→ Provided text:
—————

Senator Elizabeth Warren rolled out a comprehensive strategy for protecting the right to an abortion on Friday. In a Medium post, Warren condemned the Trump administration for working “to gag doctors, spread misinformation, and support so-called ‘crisis pregnancy centers’ that go out of their way to present misleading and incomplete reproductive health care information to women.”
Warren’s announcement comes days after Republican legislators in Alabama passed a total ban on abortion with no exceptions for rape or incest. Though the law is currently invalid, and women in Alabama can still access abortion, the ban is designed to go to the U.S. Supreme Court, where justices could overturn or at least severely hamstring Roe v. Wade. There are no anti-choice Democrats running for president, and candidates were swift to criticize the Alabama bill and other new abortion restrictions in Georgia, Ohio, and elsewhere. Senator Kirsten Gillibrand released her own proposal on Thursday after meeting with lawmakers and activists in Georgia, and Senator Bernie Sanders also used his email list to raise money for three abortion funds, including the Yellowhammer Fund in Alabama.

—————

→ Dataset records:
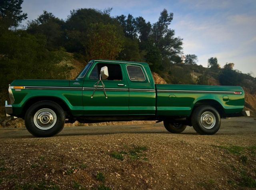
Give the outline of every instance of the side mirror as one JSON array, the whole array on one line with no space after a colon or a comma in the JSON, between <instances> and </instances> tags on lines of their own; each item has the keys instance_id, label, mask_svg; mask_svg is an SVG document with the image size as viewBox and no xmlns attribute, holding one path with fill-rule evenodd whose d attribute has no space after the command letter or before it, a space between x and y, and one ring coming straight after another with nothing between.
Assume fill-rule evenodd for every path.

—————

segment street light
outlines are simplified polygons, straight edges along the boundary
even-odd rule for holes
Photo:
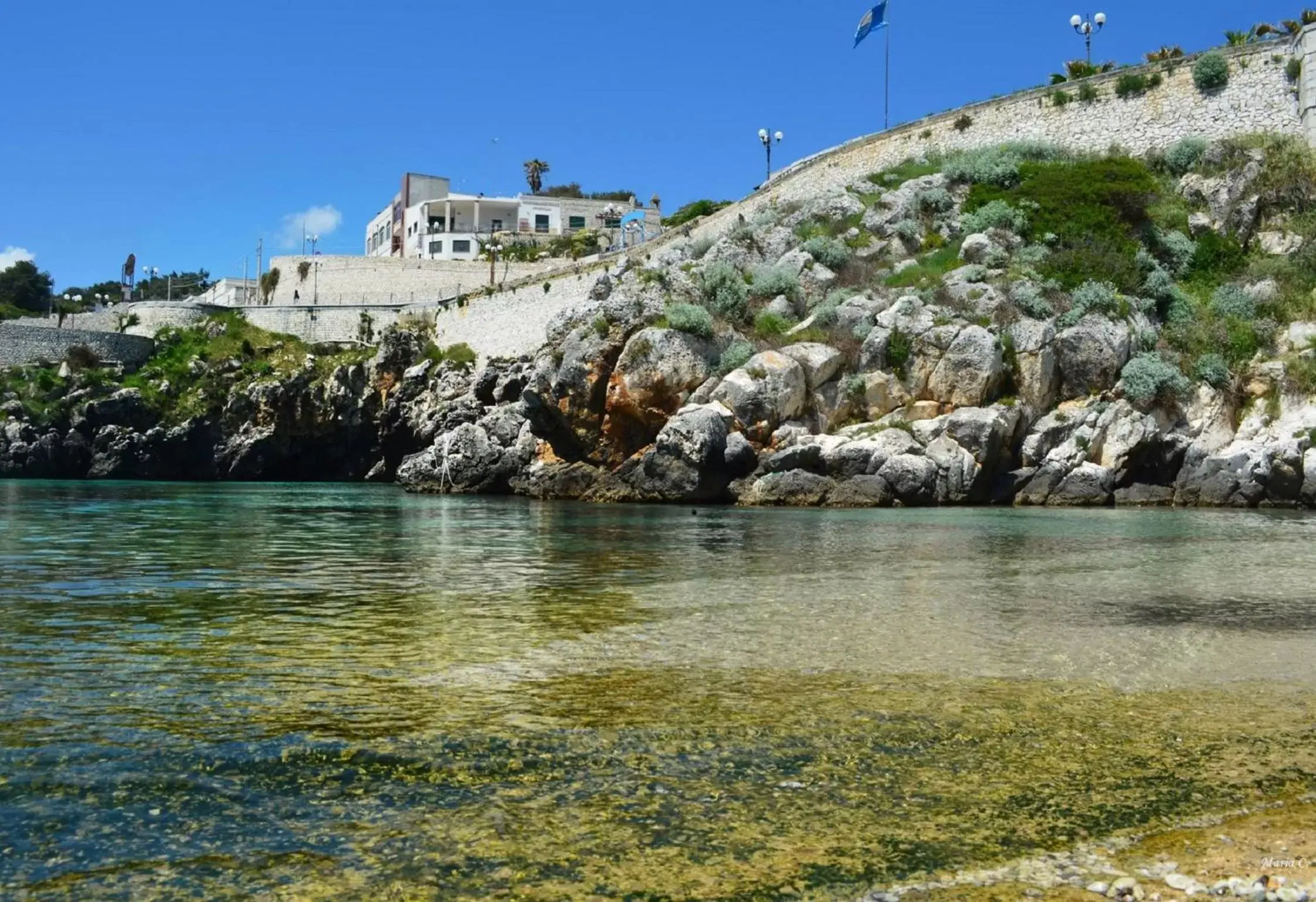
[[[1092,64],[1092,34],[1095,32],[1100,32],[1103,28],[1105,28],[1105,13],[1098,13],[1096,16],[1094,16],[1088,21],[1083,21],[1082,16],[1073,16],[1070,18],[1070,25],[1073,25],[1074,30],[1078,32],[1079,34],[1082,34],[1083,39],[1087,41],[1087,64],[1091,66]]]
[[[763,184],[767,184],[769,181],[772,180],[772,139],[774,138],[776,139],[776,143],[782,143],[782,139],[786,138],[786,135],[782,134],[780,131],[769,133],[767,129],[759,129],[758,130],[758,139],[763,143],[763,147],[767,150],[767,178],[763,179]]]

—————

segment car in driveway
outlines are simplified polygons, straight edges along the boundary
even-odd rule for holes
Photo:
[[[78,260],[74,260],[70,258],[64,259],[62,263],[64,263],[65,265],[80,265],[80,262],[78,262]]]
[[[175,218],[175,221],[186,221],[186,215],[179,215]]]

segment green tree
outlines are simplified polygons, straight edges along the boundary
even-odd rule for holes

—————

Continue the article about Senator Elizabeth Warren's plan to protect abortion rights, starting right after its last sentence.

But Warren’s proposal is notable for its exclusive focus on the expansion of abortion rights. In it, the senator urges Congress to create “federal, statutory rights” to abortion that block states from “interfering” with either a doctor’s provision of abortion care or a patient’s ability to access that care. Warren further urged passage of the Women’s Health Protection Act, which has already been introduced in Congress. The act would overturn state-level obstacles to abortion, like Alabama’s law forcing women to undergo medically unnecessary ultrasounds before they can receive abortions. She called for the repeal of the global gag rule, which blocks non-governmental organizations that receive U.S. funding from providing or even referring women to abortion care, and the repeal of the Hyde Amendment, which prohibits publicly-funded health care coverage like Medicaid from covering abortion. She closed by endorsing the EACH Woman Act, which would prohibit private insurance companies from refusing to cover abortion services. The overarching goal is to protect the right to abortion from erosion at both the legislative and judicial levels.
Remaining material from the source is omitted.